To be done: Show every line of the entries below that contains the string "unit", with case counting.

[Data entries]

## start

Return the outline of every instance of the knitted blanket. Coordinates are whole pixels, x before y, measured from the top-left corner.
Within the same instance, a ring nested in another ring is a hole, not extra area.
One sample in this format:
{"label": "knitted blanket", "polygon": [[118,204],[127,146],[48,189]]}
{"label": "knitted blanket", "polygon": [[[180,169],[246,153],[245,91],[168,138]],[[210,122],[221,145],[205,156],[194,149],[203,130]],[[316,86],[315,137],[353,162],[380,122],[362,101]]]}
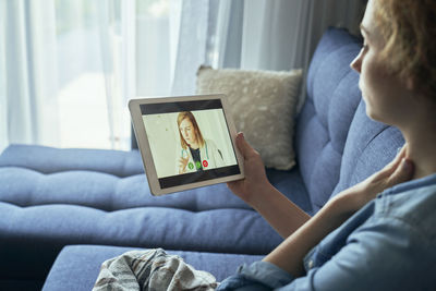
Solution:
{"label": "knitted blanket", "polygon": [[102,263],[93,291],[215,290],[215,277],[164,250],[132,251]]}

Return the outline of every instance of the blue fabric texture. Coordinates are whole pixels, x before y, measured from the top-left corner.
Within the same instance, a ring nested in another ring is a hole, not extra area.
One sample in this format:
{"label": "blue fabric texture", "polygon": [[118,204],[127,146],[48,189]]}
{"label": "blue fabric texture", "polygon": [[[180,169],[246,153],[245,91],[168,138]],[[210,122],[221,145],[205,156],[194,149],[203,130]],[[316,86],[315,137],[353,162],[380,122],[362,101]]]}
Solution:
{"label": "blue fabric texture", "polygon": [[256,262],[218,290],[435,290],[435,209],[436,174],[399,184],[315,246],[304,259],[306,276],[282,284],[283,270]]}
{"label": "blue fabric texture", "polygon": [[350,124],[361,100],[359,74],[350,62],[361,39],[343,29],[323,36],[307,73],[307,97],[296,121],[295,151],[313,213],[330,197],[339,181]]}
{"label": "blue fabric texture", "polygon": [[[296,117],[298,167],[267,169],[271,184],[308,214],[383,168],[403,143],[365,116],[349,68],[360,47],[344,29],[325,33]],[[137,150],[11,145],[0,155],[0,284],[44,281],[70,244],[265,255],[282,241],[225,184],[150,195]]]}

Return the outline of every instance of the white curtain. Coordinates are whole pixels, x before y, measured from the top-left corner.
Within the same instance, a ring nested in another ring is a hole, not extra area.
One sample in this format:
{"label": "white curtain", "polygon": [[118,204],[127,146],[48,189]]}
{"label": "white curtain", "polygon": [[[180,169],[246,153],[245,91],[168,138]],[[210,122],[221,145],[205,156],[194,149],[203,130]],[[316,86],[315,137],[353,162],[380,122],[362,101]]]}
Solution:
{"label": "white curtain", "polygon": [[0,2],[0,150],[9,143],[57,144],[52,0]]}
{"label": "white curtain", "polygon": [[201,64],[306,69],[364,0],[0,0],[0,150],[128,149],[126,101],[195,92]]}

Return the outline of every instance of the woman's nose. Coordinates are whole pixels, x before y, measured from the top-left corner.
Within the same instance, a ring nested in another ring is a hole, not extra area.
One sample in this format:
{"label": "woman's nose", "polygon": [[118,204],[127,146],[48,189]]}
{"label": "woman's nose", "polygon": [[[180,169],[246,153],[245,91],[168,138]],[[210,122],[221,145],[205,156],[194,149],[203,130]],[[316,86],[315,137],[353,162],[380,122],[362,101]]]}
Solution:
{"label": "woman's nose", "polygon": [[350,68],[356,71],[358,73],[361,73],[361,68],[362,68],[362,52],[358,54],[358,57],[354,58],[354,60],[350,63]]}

## end
## start

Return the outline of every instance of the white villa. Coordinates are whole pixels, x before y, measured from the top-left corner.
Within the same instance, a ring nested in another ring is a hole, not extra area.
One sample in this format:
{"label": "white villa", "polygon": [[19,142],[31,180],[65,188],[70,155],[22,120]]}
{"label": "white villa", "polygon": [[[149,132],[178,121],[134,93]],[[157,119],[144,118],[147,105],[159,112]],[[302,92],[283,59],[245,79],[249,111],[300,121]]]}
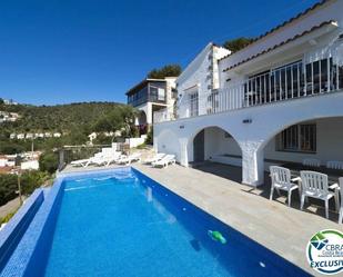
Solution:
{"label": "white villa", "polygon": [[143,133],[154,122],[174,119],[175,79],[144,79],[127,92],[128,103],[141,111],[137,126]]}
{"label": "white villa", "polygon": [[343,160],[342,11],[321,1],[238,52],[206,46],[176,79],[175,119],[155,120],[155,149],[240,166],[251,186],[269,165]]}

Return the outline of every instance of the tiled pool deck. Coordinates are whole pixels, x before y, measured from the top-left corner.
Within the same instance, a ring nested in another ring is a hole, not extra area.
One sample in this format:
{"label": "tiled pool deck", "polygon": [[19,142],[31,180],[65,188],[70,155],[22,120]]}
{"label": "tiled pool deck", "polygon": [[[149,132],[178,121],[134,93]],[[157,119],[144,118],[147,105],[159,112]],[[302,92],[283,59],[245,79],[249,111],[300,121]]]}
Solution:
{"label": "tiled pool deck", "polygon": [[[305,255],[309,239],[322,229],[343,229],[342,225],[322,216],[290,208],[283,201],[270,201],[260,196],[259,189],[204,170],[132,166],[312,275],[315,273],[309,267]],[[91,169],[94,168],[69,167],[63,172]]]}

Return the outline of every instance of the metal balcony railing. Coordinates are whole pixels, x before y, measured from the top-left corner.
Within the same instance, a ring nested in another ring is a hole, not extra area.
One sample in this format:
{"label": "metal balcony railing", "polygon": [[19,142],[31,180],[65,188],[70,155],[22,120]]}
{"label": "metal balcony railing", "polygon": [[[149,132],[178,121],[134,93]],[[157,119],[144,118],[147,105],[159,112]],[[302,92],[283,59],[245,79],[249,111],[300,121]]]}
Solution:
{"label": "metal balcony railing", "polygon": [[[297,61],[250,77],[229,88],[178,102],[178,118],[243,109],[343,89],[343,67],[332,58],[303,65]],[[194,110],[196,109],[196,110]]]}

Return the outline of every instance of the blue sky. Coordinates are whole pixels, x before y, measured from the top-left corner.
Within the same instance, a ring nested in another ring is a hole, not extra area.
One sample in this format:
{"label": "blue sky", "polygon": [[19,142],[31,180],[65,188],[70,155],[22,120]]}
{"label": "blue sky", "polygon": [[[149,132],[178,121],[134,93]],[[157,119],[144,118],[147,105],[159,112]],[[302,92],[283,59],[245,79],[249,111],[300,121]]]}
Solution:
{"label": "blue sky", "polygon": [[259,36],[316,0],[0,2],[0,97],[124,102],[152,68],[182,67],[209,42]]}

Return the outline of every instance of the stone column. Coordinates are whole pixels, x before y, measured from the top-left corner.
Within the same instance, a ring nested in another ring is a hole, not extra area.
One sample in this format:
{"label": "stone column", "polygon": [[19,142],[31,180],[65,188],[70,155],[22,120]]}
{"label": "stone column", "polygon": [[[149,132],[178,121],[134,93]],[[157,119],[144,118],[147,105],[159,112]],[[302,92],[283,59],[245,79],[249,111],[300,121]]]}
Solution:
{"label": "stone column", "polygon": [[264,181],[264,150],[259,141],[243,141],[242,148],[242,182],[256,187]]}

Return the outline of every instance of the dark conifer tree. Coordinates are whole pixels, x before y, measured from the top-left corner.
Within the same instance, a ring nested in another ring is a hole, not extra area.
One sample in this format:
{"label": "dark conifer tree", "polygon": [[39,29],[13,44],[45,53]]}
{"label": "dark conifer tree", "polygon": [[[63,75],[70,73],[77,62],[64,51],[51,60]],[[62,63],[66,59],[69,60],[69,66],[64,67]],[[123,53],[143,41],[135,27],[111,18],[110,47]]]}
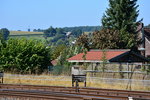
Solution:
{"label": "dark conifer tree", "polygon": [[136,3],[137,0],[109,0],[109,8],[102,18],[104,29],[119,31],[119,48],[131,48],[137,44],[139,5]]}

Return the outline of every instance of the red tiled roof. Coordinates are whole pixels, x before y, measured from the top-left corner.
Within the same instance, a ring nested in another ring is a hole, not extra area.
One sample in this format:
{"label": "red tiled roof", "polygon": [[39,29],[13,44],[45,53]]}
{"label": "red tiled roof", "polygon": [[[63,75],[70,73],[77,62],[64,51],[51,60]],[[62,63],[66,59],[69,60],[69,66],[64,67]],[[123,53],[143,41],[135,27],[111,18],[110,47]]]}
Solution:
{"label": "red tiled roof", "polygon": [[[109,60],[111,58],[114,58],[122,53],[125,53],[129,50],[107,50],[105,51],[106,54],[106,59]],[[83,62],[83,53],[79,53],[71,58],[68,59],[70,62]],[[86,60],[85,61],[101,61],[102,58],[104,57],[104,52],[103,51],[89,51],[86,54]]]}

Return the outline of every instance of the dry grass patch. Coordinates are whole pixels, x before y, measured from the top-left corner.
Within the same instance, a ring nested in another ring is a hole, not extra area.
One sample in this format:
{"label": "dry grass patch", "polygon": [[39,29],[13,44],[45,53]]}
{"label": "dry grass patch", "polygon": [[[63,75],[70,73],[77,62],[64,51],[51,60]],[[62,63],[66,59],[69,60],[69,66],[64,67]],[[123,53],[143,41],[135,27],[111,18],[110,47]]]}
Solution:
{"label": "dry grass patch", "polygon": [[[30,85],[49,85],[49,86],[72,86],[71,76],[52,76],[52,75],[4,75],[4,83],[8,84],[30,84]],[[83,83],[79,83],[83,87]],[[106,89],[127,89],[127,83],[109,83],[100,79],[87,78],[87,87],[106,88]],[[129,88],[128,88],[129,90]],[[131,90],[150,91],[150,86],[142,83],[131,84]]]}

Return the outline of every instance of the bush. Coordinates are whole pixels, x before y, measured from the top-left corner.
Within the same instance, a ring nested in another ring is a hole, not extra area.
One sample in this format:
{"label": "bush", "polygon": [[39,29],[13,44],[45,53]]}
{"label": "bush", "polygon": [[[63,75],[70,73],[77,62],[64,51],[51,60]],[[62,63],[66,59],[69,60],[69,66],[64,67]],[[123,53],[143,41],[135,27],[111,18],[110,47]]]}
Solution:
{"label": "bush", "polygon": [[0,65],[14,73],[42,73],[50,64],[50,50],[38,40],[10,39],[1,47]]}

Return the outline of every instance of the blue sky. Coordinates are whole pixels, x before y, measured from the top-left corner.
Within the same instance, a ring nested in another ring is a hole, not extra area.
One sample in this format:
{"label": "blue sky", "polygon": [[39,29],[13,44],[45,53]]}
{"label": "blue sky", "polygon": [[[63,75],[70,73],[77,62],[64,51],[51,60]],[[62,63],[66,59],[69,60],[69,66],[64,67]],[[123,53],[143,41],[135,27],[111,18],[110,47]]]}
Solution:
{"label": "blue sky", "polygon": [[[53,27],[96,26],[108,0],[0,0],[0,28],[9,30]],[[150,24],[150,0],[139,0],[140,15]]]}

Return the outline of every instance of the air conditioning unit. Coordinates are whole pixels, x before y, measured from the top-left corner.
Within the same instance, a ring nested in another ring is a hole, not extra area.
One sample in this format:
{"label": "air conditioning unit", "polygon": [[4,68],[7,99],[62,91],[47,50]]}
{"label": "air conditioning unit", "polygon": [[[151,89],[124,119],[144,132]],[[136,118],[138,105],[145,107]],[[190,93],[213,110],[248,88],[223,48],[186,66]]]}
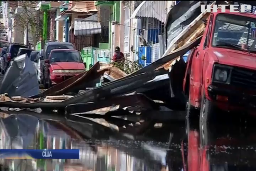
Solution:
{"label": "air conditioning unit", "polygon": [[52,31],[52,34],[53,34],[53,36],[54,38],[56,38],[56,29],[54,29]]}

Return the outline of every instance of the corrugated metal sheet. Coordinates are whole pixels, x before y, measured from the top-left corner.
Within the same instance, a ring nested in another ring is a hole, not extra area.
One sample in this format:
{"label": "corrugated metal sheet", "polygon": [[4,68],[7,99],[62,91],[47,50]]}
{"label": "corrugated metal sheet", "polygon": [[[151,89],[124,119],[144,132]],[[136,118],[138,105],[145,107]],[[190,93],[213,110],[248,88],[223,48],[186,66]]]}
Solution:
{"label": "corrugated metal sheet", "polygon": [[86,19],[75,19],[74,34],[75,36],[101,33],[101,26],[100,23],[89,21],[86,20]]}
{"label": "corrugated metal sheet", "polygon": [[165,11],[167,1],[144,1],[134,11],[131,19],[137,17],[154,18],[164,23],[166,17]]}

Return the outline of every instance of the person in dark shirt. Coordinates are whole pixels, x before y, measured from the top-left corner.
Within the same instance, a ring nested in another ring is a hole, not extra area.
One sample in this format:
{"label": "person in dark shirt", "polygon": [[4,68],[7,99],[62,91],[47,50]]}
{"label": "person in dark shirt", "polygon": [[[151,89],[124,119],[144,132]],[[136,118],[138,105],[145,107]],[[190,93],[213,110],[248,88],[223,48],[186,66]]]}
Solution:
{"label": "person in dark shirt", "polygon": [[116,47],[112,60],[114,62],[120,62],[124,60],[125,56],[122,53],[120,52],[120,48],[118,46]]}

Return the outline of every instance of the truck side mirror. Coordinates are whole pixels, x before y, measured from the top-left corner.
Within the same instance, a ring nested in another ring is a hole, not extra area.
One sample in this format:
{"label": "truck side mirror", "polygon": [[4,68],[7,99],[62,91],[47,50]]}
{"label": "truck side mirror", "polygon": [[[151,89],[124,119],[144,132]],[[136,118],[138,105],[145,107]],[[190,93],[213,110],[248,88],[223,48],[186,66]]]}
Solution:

## end
## start

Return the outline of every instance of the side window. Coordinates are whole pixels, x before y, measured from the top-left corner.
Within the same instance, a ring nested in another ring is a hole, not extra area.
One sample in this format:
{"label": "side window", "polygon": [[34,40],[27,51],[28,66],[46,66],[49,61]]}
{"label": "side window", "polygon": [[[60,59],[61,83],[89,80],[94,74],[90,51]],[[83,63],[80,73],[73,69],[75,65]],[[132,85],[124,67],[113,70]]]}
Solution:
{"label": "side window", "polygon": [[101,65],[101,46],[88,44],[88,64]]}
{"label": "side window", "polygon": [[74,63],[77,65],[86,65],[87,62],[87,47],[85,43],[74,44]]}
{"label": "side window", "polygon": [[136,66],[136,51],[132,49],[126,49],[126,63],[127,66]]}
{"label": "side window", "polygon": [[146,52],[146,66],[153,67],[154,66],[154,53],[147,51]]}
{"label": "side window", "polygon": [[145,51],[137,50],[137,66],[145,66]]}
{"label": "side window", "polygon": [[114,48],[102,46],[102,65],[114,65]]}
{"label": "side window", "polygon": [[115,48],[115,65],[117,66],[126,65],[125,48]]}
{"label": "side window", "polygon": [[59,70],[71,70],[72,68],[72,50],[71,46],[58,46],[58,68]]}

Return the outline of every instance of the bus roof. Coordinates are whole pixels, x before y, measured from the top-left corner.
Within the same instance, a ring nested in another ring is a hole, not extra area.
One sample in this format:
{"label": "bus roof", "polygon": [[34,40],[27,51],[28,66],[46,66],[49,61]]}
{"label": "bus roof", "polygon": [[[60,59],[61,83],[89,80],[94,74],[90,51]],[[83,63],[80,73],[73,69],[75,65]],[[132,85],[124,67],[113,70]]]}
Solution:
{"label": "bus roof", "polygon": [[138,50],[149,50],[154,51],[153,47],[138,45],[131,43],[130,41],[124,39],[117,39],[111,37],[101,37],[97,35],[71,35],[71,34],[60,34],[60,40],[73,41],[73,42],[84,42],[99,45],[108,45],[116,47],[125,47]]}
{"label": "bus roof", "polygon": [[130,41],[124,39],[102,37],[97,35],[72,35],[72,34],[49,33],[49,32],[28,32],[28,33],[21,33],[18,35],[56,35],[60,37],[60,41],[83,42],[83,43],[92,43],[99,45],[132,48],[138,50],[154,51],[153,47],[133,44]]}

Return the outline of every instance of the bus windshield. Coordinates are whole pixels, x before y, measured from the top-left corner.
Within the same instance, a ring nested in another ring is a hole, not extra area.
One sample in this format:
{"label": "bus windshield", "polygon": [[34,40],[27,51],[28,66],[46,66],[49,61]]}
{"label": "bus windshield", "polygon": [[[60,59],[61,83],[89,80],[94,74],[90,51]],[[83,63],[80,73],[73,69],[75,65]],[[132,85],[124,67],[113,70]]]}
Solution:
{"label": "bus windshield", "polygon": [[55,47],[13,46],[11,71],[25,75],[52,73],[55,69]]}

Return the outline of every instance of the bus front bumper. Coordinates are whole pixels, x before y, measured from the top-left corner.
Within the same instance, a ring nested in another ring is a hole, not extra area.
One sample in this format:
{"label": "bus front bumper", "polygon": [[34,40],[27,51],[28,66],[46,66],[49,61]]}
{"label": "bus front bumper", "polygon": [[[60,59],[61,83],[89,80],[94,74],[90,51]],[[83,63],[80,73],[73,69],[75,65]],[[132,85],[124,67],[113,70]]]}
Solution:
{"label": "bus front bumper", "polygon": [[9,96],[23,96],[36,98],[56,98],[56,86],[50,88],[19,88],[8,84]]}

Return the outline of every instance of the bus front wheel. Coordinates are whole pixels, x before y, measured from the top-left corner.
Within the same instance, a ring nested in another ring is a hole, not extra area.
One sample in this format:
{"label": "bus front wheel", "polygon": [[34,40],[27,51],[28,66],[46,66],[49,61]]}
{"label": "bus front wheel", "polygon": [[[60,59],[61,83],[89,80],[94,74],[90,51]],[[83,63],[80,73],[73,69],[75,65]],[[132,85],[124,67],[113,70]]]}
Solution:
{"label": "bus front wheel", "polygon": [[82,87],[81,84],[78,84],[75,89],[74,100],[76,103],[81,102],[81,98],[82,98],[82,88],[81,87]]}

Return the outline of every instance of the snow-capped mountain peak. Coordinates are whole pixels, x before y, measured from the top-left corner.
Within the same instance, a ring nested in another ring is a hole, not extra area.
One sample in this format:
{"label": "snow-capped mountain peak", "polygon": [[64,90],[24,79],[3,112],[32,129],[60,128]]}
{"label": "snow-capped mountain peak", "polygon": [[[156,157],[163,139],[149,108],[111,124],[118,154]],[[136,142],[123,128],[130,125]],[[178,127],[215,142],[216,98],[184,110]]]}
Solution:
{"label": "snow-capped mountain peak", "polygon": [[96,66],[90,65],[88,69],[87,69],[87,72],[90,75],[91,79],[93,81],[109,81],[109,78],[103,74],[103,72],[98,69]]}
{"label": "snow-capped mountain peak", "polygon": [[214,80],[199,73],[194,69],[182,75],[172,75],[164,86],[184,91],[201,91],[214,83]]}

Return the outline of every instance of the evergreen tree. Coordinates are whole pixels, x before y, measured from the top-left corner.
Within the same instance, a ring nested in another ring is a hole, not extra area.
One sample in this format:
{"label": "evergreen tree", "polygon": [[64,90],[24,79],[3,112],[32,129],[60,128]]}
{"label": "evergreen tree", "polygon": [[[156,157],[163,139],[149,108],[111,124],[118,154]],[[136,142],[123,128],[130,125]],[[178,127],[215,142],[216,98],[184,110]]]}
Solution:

## end

Output of the task:
Return the outline of every instance of the air conditioning unit. Coordinates are whole pixels, x before y, measured from the top-left corner.
{"label": "air conditioning unit", "polygon": [[4,68],[7,99],[62,91],[47,50]]}
{"label": "air conditioning unit", "polygon": [[[151,89],[124,119],[144,132]],[[136,118],[138,105],[145,107]],[[190,93],[213,110],[248,88],[223,48],[186,66]]]}
{"label": "air conditioning unit", "polygon": [[52,31],[52,34],[53,34],[53,36],[54,38],[56,38],[56,29],[54,29]]}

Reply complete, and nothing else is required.